---------- STORED DATA

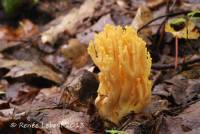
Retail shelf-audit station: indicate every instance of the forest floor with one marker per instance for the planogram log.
(48, 82)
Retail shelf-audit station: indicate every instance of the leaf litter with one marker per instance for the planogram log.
(48, 79)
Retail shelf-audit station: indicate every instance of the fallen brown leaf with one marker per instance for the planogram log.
(21, 68)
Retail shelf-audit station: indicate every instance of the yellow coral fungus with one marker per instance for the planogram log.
(124, 64)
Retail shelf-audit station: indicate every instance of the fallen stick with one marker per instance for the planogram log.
(171, 66)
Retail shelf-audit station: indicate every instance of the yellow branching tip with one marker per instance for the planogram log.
(124, 64)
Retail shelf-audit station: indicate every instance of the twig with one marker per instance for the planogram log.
(171, 66)
(160, 17)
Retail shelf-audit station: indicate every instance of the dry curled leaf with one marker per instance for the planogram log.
(21, 68)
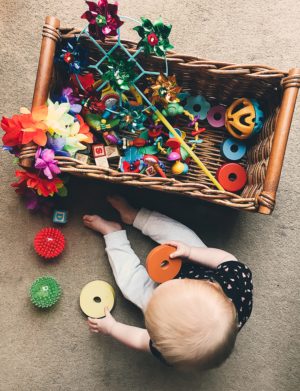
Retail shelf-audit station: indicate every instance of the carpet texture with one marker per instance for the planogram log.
(55, 351)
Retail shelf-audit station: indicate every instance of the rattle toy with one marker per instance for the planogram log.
(152, 160)
(179, 168)
(60, 216)
(95, 296)
(49, 243)
(232, 176)
(197, 105)
(243, 118)
(160, 266)
(216, 116)
(233, 149)
(44, 292)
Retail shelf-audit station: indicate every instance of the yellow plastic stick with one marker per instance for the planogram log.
(189, 150)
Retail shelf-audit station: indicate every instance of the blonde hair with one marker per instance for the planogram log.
(192, 323)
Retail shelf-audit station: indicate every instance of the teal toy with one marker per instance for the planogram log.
(60, 217)
(98, 123)
(198, 106)
(45, 292)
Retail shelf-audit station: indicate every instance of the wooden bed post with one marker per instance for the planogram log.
(43, 79)
(291, 85)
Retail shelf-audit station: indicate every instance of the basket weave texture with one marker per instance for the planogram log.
(220, 83)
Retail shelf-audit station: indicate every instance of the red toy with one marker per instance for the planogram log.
(232, 176)
(160, 266)
(49, 243)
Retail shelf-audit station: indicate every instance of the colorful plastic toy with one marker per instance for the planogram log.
(94, 297)
(180, 168)
(232, 176)
(197, 105)
(160, 266)
(152, 160)
(244, 118)
(233, 149)
(60, 216)
(45, 292)
(49, 243)
(216, 116)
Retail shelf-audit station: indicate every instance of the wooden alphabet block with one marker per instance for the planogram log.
(83, 158)
(98, 150)
(112, 151)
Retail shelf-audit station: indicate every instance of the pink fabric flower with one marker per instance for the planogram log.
(44, 160)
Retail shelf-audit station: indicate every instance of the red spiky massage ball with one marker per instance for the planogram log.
(49, 242)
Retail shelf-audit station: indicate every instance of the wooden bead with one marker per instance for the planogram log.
(232, 176)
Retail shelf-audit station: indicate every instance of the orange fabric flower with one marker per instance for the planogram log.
(43, 186)
(85, 129)
(26, 127)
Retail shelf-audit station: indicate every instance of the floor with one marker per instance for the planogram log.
(54, 350)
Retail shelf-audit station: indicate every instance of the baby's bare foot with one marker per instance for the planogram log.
(127, 212)
(101, 225)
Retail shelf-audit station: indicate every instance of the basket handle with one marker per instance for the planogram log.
(291, 85)
(50, 36)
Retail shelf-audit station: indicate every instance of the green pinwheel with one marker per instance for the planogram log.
(132, 117)
(45, 292)
(155, 37)
(120, 73)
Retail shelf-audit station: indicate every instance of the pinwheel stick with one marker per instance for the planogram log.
(188, 149)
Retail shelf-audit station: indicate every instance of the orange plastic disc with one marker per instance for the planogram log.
(160, 266)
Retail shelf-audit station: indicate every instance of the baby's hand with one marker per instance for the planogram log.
(182, 250)
(104, 325)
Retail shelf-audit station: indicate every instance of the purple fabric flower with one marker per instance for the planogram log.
(44, 160)
(68, 94)
(57, 144)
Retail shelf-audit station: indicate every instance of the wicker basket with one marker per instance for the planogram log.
(220, 82)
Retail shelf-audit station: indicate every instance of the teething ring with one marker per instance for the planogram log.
(160, 266)
(95, 296)
(216, 116)
(232, 176)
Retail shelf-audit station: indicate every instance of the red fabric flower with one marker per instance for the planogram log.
(24, 128)
(103, 19)
(43, 186)
(152, 39)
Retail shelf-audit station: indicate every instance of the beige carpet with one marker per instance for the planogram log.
(54, 351)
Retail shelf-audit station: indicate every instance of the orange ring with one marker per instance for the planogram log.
(160, 266)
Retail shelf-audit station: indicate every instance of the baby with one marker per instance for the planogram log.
(191, 321)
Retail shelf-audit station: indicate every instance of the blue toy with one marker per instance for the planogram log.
(233, 149)
(197, 105)
(60, 216)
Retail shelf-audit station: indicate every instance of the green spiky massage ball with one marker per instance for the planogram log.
(45, 292)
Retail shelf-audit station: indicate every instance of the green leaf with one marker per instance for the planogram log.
(140, 30)
(147, 24)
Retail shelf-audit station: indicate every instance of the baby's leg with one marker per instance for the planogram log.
(159, 227)
(131, 277)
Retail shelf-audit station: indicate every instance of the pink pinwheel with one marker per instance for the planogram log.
(103, 19)
(44, 160)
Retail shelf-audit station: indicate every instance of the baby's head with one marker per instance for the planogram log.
(192, 323)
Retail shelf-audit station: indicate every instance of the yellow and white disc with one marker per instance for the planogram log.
(95, 296)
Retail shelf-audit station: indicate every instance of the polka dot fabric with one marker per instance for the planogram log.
(235, 279)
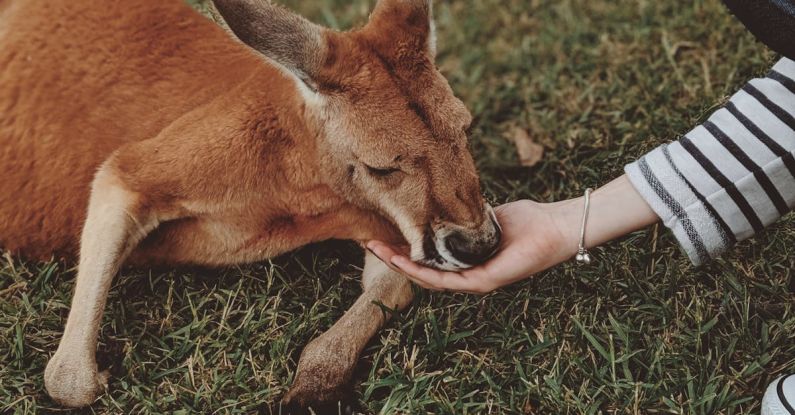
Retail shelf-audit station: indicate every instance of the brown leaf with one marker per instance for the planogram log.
(530, 152)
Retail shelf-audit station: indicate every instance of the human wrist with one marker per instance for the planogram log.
(616, 209)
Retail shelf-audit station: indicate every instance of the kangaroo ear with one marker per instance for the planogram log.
(277, 33)
(404, 27)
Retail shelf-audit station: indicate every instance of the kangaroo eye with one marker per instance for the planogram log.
(381, 172)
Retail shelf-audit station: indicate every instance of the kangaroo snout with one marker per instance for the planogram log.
(463, 247)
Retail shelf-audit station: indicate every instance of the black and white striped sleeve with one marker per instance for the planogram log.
(731, 176)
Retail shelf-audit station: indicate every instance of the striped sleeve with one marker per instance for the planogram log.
(731, 176)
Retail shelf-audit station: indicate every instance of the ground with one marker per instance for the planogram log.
(597, 83)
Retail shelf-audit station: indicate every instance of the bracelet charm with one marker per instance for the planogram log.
(583, 256)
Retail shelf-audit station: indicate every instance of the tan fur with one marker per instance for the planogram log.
(215, 152)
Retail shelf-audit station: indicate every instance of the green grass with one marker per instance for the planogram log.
(598, 82)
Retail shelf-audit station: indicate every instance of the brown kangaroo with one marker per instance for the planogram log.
(143, 133)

--------------------

Exactly as they stand, set down all of the entries above, minus every picture.

**WRITTEN RESPONSE**
Retail shelf-audit station: indicate every instance of the forest floor with one marker per instance for the planogram log.
(48, 82)
Retail shelf-audit station: indicate every instance of the leaf litter with one marker per instance for the planogram log.
(48, 79)
Retail shelf-audit station: indicate every instance of the fallen brown leaf with one marker per instance for the planogram log.
(21, 68)
Retail shelf-audit station: indicate every instance of the yellow coral fungus with one marker per instance for the planogram log.
(124, 64)
Retail shelf-audit station: indicate every instance of the fallen stick with one marker per instance for the planogram log.
(171, 66)
Retail shelf-audit station: indicate every instance of the yellow branching tip with one marker per instance for the planogram log.
(124, 64)
Retail shelf-audit station: indicate every instance of the twig with one marker per instance for the planogram log.
(171, 66)
(160, 17)
Retail shelf-audit station: indicate every instance of the dry curled leaf with one marker per instance for the planogram log.
(21, 68)
Retail shelf-audit station: indicate every instance of the carpet texture with one marker per instance for the planogram log.
(55, 351)
Retail shelf-audit station: indicate every instance of the rattle toy with one marker per instance for the planogram log.
(152, 160)
(179, 168)
(60, 216)
(95, 296)
(49, 243)
(232, 176)
(197, 105)
(243, 118)
(160, 266)
(216, 116)
(233, 149)
(44, 292)
Retail shelf-audit station: indicate every instance of the yellow plastic stick with one marker per instance for the planogram log.
(189, 150)
Retail shelf-audit station: indicate every instance of the blonde hair with one marker per instance for the planogram log.
(192, 323)
Retail shelf-audit station: indicate every instance of the teal toy with one marker per instance for the planogram log.
(60, 217)
(98, 123)
(198, 106)
(45, 292)
Retail shelf-audit station: indicate every instance of the wooden bed post with one marker per instance for the planogram log.
(43, 79)
(291, 85)
Retail shelf-audit station: indicate every instance of the basket weave texture with one marker per instance for the planogram log.
(220, 83)
Retail shelf-audit station: indicate every instance of the red toy with one marker per instance for the planogram log.
(232, 176)
(160, 266)
(49, 243)
Retail shelf-audit station: indicate every instance of the colorful plastic toy with one marker per instance for the planogram log.
(94, 297)
(180, 168)
(232, 176)
(197, 105)
(160, 266)
(152, 160)
(244, 118)
(233, 149)
(60, 216)
(45, 292)
(49, 243)
(216, 116)
Retail shelf-audit station: indicate every instance of the wooden alphabet block with one marker per instance for the planogram log.
(83, 158)
(98, 150)
(112, 151)
Retail shelf-audit station: indicate every instance of the pink fabric flower with one marker per instance for the planogram log.
(44, 160)
Retail shelf-audit station: indicate every instance of the red spiky massage ball with one marker per instance for the planogram log.
(49, 242)
Retail shelf-audit station: indicate every instance of the wooden bead with one marker per instance for the planogram log.
(232, 176)
Retail shelf-audit station: indicate every instance of the orange fabric flower with one marker per instance for the planogram log.
(43, 186)
(85, 129)
(26, 127)
Retail shelf-audit station: indicate every instance of the floor with one marker per instance for the planogram log.
(54, 350)
Retail shelf-audit station: indicate every instance of the baby's bare foot with one marker per instance for the planogram log.
(127, 212)
(101, 225)
Retail shelf-audit station: indicate every instance of the basket handle with one marker per instance for the planogram log.
(291, 85)
(50, 36)
Retail shelf-audit station: indicate every instance of the green pinwheel with one marker per instance for the planogram log.
(132, 117)
(45, 292)
(155, 37)
(120, 73)
Retail shelf-audit station: indicate every instance of the pinwheel stick with one marker per instance for the planogram log.
(188, 149)
Retail shelf-audit station: indicate every instance of the orange plastic disc with one marker per instance for the planogram log.
(160, 266)
Retail shelf-audit station: indicate every instance of the baby's hand with one marker per instance for the planogram log.
(182, 250)
(104, 325)
Retail shelf-audit station: indicate every instance of the purple fabric flower with one marker per instance for the planogram log.
(44, 160)
(68, 94)
(57, 144)
Retail shelf-audit station: indicate every instance of the wicker basket with one marker per instance for the planogram log.
(220, 82)
Retail shelf-audit station: indicate every instance of the teething ring with one marker per instance for the planogram log.
(160, 266)
(95, 296)
(216, 116)
(232, 176)
Retail shelf-audit station: indicate every instance of the red fabric flower with one marker per instance for the planogram log.
(24, 128)
(103, 19)
(43, 186)
(152, 39)
Retail shelf-audit station: indicate every instance of the beige carpet with one marker per instance for the planogram log.
(54, 351)
Retail shelf-audit station: indicate every instance of the orange ring with one marker per instance for the planogram log.
(160, 266)
Retail shelf-audit station: indicate every instance of the baby with one marker per instance for the planogram log.
(191, 321)
Retail shelf-audit station: indicate every instance of the blue toy with one marker per instance for the planogram log.
(233, 149)
(197, 105)
(60, 216)
Retail shelf-audit station: indicate every instance of the green spiky massage ball with one marker per instance for the planogram log.
(45, 292)
Retail shelf-audit station: indicate every instance of the green leaf with one marker per instance for the planogram log.
(140, 30)
(147, 24)
Retail shelf-audit station: indicate every instance of the baby's leg with one marker per instance for the planogram log.
(159, 227)
(131, 277)
Retail shelf-audit station: indicate every instance of the pink pinwheel with one marker per instance for the planogram log.
(103, 19)
(44, 160)
Retail shelf-audit station: indicate every instance of the baby's head with one marker per instance for the planogram log.
(192, 323)
Retail shelf-audit station: indicate every instance of the yellow and white disc with one marker per instance for the planogram log.
(95, 296)
Retail shelf-audit station: indicate every instance of the polka dot fabric with one marker per instance for the planogram log.
(235, 279)
Retail shelf-audit station: indicate every instance of the brown leaf with one marker per instance for the planogram log.
(530, 152)
Retail shelf-audit station: indicate every instance of the human wrist with one marker per instance for the planogram log.
(616, 209)
Retail shelf-audit station: indicate every instance of the kangaroo ear with one marker per instance for the planogram log.
(277, 33)
(404, 27)
Retail shelf-audit station: indicate every instance of the kangaroo eye with one marker per instance for the planogram log.
(381, 172)
Retail shelf-audit station: indicate every instance of the kangaroo snout with one marker per instance for the planogram log.
(463, 247)
Retail shelf-audit station: indicate every instance of the black and white striped sleeve with one marker per instance for the planogram log.
(731, 176)
Retail shelf-audit station: indicate every instance of the striped sleeve with one marker per instance for the planogram log.
(731, 176)
Retail shelf-audit station: indicate every instance of the ground with one marker per instance for the planogram log.
(597, 83)
Retail shelf-audit station: indicate every instance of the bracelet charm with one marker per instance for the planogram log.
(583, 256)
Retail shelf-audit station: indicate every instance of the tan fur with one marker per instance for the planogram log.
(215, 152)
Retail shelf-audit station: indicate every instance of the green grass with one marker per instance for the planogram log.
(598, 82)
Retail shelf-audit station: indicate every instance of the brown kangaroo with one marker per instance for the planogram log.
(143, 133)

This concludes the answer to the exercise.